>> Start Source text

Conference will discuss sexual abuse of deaf young people

By Joyce Duriga | Editor
Wednesday, April 21, 2021

To read this article in Spanish, click here.

The first-ever international conference on sexual abuse of young deaf Catholics will be held May 7 and 21 during webinars organized by the Deaf Catholic Youth Initiative for the Americas.

Father Joe Mulcrone, director of the Archdiocese of Chicago’s Office of the Deaf, is one of the founders of DCYIA and says this is the first time an event will take place examining the sexual abuse of young deaf Catholics.

“We’re trying to do this just really to get the topic out there. Nobody has done this, a webinar conference on deaf young people and sexual abuse,” Mulcrone said.

Juan Carlos Cruz, a Chilean survivor of clerical sex abuse who was appointed to the Pontifical Commission for the Protection of Minors in May, and Archbishop Charles Scicluna, Pope Francis’ lead in the Congregation for the Doctrine of the Faith in preventing abuse, will both participate in the event. The sessions will be offered in American and Mexican Sign Language along with English and Spanish.

>> End Source text

Given instruction 1:
In the conference article, in which sign languages will the sessions be offered?

>> Start Supplied material

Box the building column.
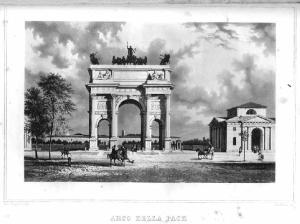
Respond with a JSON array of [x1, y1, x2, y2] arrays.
[[247, 127, 253, 151], [269, 127, 272, 150], [109, 95, 118, 147], [89, 95, 98, 151], [165, 94, 171, 150], [145, 95, 152, 151], [247, 127, 250, 150], [263, 127, 266, 151]]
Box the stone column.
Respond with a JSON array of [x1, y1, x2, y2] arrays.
[[109, 95, 118, 147], [247, 127, 253, 150], [263, 127, 266, 151], [269, 127, 272, 150], [145, 95, 152, 151], [89, 95, 98, 151], [165, 94, 171, 150], [141, 111, 146, 149], [246, 127, 250, 150]]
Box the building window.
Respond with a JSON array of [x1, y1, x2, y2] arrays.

>> End Supplied material

Given instruction 2:
Update the rows above so that "column" becomes "pillar" everywhere, with everything else unchanged, and leave the pictures out.

Complete answer 1:
American and Mexican Sign Language.

Complete answer 2:
Box the building pillar.
Respond with a JSON array of [x1, y1, x2, y2] arrays.
[[247, 127, 253, 151], [269, 127, 272, 150], [109, 95, 118, 147], [89, 95, 98, 151], [165, 94, 171, 150], [145, 95, 152, 151], [247, 127, 250, 150], [263, 127, 266, 151]]
Box the stone pillar.
Respond with a JSON array of [x1, y1, x2, y2] arrays.
[[109, 95, 118, 147], [247, 127, 253, 150], [263, 127, 266, 151], [269, 127, 272, 150], [145, 95, 152, 151], [89, 95, 98, 151], [165, 94, 171, 150], [141, 111, 146, 149], [246, 127, 250, 150]]
Box the building window.
Respond with a JSON array of [x1, y1, x2, y2] arrays.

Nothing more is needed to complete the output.